**How to complete this task**
Render every entry exactly as it appears.

[Dataset records — start]

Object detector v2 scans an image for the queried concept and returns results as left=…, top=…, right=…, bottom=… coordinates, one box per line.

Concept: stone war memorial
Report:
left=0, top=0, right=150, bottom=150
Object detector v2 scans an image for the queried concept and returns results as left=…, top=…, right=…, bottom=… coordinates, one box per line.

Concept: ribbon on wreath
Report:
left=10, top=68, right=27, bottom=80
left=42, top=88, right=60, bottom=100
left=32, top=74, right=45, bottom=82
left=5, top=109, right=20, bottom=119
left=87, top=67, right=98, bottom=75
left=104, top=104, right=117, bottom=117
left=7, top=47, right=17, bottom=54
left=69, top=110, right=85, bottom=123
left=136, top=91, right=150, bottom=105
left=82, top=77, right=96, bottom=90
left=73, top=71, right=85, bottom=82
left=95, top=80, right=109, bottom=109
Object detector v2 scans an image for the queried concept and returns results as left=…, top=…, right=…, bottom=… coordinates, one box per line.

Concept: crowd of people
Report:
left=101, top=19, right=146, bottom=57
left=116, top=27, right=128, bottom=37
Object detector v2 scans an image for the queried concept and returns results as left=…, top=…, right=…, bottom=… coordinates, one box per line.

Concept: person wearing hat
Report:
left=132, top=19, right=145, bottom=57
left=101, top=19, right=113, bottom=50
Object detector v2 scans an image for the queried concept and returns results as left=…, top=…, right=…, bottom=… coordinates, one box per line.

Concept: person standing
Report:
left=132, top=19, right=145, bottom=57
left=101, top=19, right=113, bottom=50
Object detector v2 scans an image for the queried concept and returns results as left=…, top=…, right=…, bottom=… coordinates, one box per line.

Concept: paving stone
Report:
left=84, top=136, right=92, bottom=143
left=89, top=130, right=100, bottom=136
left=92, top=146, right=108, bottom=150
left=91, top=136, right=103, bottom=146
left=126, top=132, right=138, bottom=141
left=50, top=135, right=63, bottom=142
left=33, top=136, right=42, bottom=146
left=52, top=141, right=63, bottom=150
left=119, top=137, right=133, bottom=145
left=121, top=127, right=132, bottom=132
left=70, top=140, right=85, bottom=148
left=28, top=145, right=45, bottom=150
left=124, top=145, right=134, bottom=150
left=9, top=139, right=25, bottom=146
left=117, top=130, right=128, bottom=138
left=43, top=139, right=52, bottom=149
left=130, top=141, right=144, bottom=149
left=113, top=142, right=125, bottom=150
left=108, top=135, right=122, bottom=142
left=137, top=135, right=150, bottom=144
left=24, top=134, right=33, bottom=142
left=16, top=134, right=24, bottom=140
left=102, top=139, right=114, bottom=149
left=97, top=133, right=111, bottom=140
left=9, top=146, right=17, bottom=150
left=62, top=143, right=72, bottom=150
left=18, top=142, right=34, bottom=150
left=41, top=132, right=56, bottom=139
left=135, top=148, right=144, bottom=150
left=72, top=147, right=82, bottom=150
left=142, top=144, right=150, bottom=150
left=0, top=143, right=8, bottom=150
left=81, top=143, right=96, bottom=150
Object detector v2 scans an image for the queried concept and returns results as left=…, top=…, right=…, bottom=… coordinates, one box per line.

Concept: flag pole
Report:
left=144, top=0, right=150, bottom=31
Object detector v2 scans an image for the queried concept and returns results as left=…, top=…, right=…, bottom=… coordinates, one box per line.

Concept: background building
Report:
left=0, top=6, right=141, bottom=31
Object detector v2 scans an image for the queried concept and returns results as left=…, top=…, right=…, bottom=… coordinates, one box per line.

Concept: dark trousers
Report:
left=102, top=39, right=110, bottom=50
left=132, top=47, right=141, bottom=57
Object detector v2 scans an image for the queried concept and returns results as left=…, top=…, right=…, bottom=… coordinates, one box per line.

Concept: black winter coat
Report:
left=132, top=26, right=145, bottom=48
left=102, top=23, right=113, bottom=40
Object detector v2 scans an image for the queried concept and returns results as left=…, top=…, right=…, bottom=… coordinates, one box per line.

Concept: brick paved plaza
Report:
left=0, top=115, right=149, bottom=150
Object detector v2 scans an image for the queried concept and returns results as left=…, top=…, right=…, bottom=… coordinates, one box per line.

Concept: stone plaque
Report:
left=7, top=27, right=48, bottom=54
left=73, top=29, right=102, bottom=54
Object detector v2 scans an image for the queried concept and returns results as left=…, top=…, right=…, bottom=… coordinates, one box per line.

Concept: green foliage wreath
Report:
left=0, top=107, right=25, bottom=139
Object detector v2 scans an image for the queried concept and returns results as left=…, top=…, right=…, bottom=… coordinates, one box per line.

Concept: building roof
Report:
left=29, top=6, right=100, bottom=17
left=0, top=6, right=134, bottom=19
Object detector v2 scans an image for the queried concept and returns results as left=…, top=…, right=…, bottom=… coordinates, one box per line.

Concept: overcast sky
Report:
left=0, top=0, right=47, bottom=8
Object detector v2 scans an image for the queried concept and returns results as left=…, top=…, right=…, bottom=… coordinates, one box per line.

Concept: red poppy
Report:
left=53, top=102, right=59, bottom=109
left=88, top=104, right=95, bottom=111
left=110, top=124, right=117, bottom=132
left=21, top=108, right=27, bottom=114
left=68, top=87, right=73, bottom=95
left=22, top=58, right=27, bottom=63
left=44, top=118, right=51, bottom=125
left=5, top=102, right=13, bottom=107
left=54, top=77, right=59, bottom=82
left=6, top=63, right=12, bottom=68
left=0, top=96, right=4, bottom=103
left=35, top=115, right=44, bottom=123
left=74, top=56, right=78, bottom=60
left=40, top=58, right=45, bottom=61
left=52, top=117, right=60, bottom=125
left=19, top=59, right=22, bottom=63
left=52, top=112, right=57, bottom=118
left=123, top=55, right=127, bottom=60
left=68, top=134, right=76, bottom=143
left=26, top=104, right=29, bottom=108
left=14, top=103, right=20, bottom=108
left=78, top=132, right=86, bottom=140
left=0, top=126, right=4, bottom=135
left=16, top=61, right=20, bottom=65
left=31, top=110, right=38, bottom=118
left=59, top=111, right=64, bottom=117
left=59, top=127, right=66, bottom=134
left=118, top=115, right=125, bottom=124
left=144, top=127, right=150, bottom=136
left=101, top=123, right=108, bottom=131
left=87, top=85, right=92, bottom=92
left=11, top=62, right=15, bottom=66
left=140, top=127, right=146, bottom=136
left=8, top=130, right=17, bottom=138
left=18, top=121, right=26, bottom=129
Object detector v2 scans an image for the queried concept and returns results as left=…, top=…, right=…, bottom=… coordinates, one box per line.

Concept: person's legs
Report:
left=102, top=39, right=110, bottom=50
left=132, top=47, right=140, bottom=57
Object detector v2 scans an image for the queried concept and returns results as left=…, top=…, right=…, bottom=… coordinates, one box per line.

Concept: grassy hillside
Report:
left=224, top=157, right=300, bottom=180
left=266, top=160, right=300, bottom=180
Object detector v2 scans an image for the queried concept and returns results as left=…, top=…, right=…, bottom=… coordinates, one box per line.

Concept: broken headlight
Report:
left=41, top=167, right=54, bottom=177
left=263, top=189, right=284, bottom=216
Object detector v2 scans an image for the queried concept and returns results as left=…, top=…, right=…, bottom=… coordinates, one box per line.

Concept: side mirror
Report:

[Dataset records — finish]

**Answer for this exercise**
Object detector v2 scans an image for the queried concept and returns results as left=…, top=…, right=…, bottom=… coordinates, one box per line.

Concept: stone war memorial
Report:
left=0, top=0, right=150, bottom=150
Object detector v2 scans an image for the queried concept and returns results as left=…, top=…, right=…, bottom=… coordinates, one box per line.

Concept: ribbon on wreath
Report:
left=10, top=68, right=27, bottom=80
left=42, top=88, right=60, bottom=100
left=32, top=74, right=45, bottom=82
left=5, top=109, right=20, bottom=119
left=87, top=67, right=98, bottom=75
left=104, top=104, right=117, bottom=117
left=7, top=47, right=17, bottom=54
left=69, top=110, right=85, bottom=123
left=136, top=91, right=150, bottom=105
left=82, top=77, right=96, bottom=90
left=73, top=71, right=85, bottom=82
left=95, top=80, right=109, bottom=109
Object detector v2 scans an image for the queried concept and returns results as left=…, top=…, right=…, bottom=… coordinates, one box per line.

Concept: crowd of people
Report:
left=101, top=19, right=146, bottom=57
left=116, top=27, right=128, bottom=37
Object detector v2 scans an image for the queried concept and returns results as left=…, top=…, right=…, bottom=… coordinates, one box per line.

Concept: person wearing hat
Report:
left=132, top=19, right=145, bottom=57
left=101, top=19, right=113, bottom=50
Object detector v2 scans an image for the queried concept and returns results as left=…, top=…, right=…, bottom=… coordinates, one box per line.

Concept: person standing
Report:
left=132, top=19, right=145, bottom=57
left=101, top=19, right=113, bottom=50
Object detector v2 scans an image for the queried concept and returns results as left=…, top=…, right=…, bottom=… coordinates, one box per line.

Concept: paving stone
Report:
left=84, top=136, right=92, bottom=143
left=89, top=130, right=100, bottom=136
left=92, top=146, right=108, bottom=150
left=91, top=136, right=103, bottom=146
left=126, top=132, right=138, bottom=141
left=50, top=135, right=63, bottom=142
left=33, top=136, right=42, bottom=146
left=52, top=141, right=63, bottom=150
left=119, top=137, right=133, bottom=145
left=121, top=127, right=132, bottom=132
left=70, top=140, right=85, bottom=148
left=28, top=145, right=45, bottom=150
left=124, top=145, right=134, bottom=150
left=9, top=139, right=25, bottom=146
left=117, top=130, right=128, bottom=138
left=43, top=139, right=52, bottom=149
left=130, top=141, right=144, bottom=149
left=113, top=142, right=125, bottom=150
left=108, top=135, right=122, bottom=142
left=137, top=135, right=150, bottom=144
left=24, top=134, right=33, bottom=142
left=16, top=134, right=24, bottom=140
left=102, top=139, right=114, bottom=149
left=97, top=133, right=111, bottom=140
left=9, top=146, right=17, bottom=150
left=62, top=143, right=72, bottom=150
left=18, top=142, right=34, bottom=150
left=41, top=132, right=56, bottom=139
left=135, top=148, right=144, bottom=150
left=72, top=147, right=82, bottom=150
left=142, top=144, right=150, bottom=150
left=0, top=143, right=8, bottom=150
left=81, top=143, right=96, bottom=150
Object detector v2 scans an image for the queried concept and returns results as left=…, top=…, right=…, bottom=… coordinates, one box per line.

Concept: flag pole
Report:
left=144, top=0, right=150, bottom=31
Object detector v2 scans an image for the queried concept and returns results as left=…, top=…, right=…, bottom=… coordinates, one box per line.

Concept: background building
Report:
left=0, top=6, right=141, bottom=31
Object detector v2 scans an image for the queried concept and returns results as left=…, top=…, right=…, bottom=… coordinates, one box per line.

Concept: dark trousers
Report:
left=102, top=39, right=110, bottom=50
left=132, top=47, right=141, bottom=57
Object detector v2 scans an image for the queried concept and returns results as left=…, top=…, right=…, bottom=… coordinates, one box per line.

Concept: black winter coat
Report:
left=132, top=26, right=145, bottom=48
left=102, top=23, right=113, bottom=40
Object detector v2 scans an image for the queried concept and returns results as left=…, top=…, right=…, bottom=… coordinates, one box per line.

Concept: brick paved plaza
Report:
left=0, top=115, right=149, bottom=150
Object detector v2 scans an image for the queried concept and returns results as left=…, top=…, right=…, bottom=… coordinates, one box per line.

Concept: stone plaque
Report:
left=7, top=27, right=48, bottom=54
left=73, top=29, right=102, bottom=54
Object detector v2 scans an image for the queried concept and returns results as left=…, top=…, right=…, bottom=… coordinates, one box per line.

Concept: green foliage wreath
Report:
left=0, top=107, right=25, bottom=139
Object detector v2 scans an image for the queried concept and returns results as left=…, top=…, right=…, bottom=… coordinates, one box per line.

Concept: building roof
Report:
left=29, top=6, right=100, bottom=17
left=0, top=6, right=134, bottom=19
Object detector v2 scans an image for the queried concept and returns results as left=…, top=…, right=…, bottom=… coordinates, one box per line.

Concept: overcast sky
Report:
left=0, top=0, right=47, bottom=8
Object detector v2 scans an image for the queried concept and returns results as left=…, top=…, right=…, bottom=… coordinates, one box per line.

Concept: red poppy
Report:
left=53, top=102, right=59, bottom=109
left=88, top=104, right=95, bottom=111
left=110, top=124, right=117, bottom=132
left=21, top=108, right=27, bottom=114
left=68, top=87, right=73, bottom=95
left=22, top=58, right=27, bottom=63
left=44, top=118, right=51, bottom=125
left=5, top=102, right=13, bottom=107
left=54, top=77, right=59, bottom=82
left=6, top=63, right=12, bottom=68
left=0, top=96, right=4, bottom=103
left=35, top=115, right=44, bottom=123
left=74, top=56, right=78, bottom=60
left=40, top=58, right=45, bottom=61
left=52, top=117, right=60, bottom=125
left=19, top=59, right=22, bottom=63
left=52, top=112, right=57, bottom=118
left=123, top=55, right=127, bottom=60
left=68, top=134, right=76, bottom=143
left=26, top=104, right=29, bottom=108
left=14, top=103, right=20, bottom=108
left=78, top=132, right=86, bottom=140
left=0, top=126, right=4, bottom=135
left=16, top=61, right=20, bottom=65
left=31, top=110, right=38, bottom=118
left=59, top=111, right=64, bottom=117
left=59, top=127, right=66, bottom=134
left=118, top=115, right=125, bottom=124
left=144, top=127, right=150, bottom=136
left=101, top=123, right=108, bottom=131
left=87, top=85, right=92, bottom=92
left=11, top=62, right=15, bottom=66
left=140, top=127, right=146, bottom=136
left=8, top=130, right=17, bottom=138
left=18, top=121, right=26, bottom=129
Object detector v2 scans an image for the queried concept and returns results as left=…, top=…, right=…, bottom=… coordinates, one box per line.

Concept: person's legs
Report:
left=102, top=39, right=110, bottom=50
left=132, top=47, right=140, bottom=57
Object detector v2 scans an image for the queried concept and returns results as left=…, top=…, right=…, bottom=… coordinates, one box per line.

Concept: grassy hillside
Report:
left=224, top=157, right=300, bottom=180
left=266, top=160, right=300, bottom=180
Object detector v2 scans an image for the queried concept and returns results as left=…, top=…, right=…, bottom=… coordinates, one box per line.

Concept: broken headlight
Report:
left=41, top=167, right=54, bottom=177
left=263, top=189, right=284, bottom=216
Object detector v2 scans an image for the queried concept and returns results as left=…, top=…, right=…, bottom=… coordinates, one box per line.

Concept: side mirror
Report:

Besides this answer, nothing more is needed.